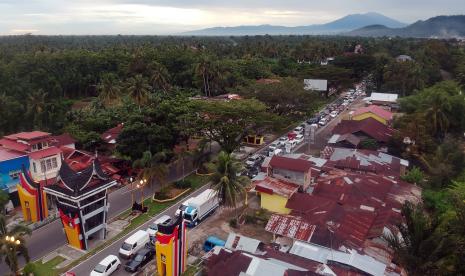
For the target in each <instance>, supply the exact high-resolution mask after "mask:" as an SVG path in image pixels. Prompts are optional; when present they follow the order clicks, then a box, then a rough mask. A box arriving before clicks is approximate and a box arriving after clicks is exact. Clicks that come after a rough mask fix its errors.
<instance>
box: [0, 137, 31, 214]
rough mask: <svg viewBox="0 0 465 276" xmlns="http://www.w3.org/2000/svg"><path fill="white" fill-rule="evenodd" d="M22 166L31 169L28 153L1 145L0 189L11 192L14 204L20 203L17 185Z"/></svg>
mask: <svg viewBox="0 0 465 276" xmlns="http://www.w3.org/2000/svg"><path fill="white" fill-rule="evenodd" d="M22 167H25V168H26V169H29V157H28V156H27V153H25V152H20V151H16V150H12V149H8V148H4V147H2V146H0V189H2V190H3V191H5V192H7V193H9V194H10V199H11V201H12V202H13V205H14V206H17V205H18V204H19V200H18V194H17V192H16V191H17V188H16V185H18V183H19V175H20V173H21V168H22Z"/></svg>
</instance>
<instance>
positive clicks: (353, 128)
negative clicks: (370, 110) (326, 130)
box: [328, 117, 394, 149]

> [Exercise directions]:
Copy out every line above word for word, leaving out the picture.

> [Response for this exercise]:
For the target in each <instance>, supply the exact high-resolution mask after "mask:" as an SVG path in image pixels. Prompts are optional; when present they follow the order clicks, then a box, then a rough mask. A box arriving before clicks is approximate and a box arriving after clicks is exact. Clicks that come after a rough mask fix its errors.
<instance>
box: [0, 137, 31, 214]
rough mask: <svg viewBox="0 0 465 276" xmlns="http://www.w3.org/2000/svg"><path fill="white" fill-rule="evenodd" d="M22 166L31 169L28 153L1 145L0 189L11 192L14 204L20 203L17 185Z"/></svg>
mask: <svg viewBox="0 0 465 276" xmlns="http://www.w3.org/2000/svg"><path fill="white" fill-rule="evenodd" d="M22 167H25V168H26V169H29V157H28V156H27V153H25V152H20V151H16V150H12V149H8V148H4V147H2V146H0V189H2V190H3V191H5V192H7V193H9V194H10V199H11V201H12V202H13V205H14V206H17V205H18V204H19V200H18V194H17V192H16V191H17V188H16V185H18V183H19V175H20V173H21V168H22Z"/></svg>
</instance>
<instance>
positive clicks: (353, 128)
negative clicks: (370, 110) (326, 130)
box: [328, 117, 394, 149]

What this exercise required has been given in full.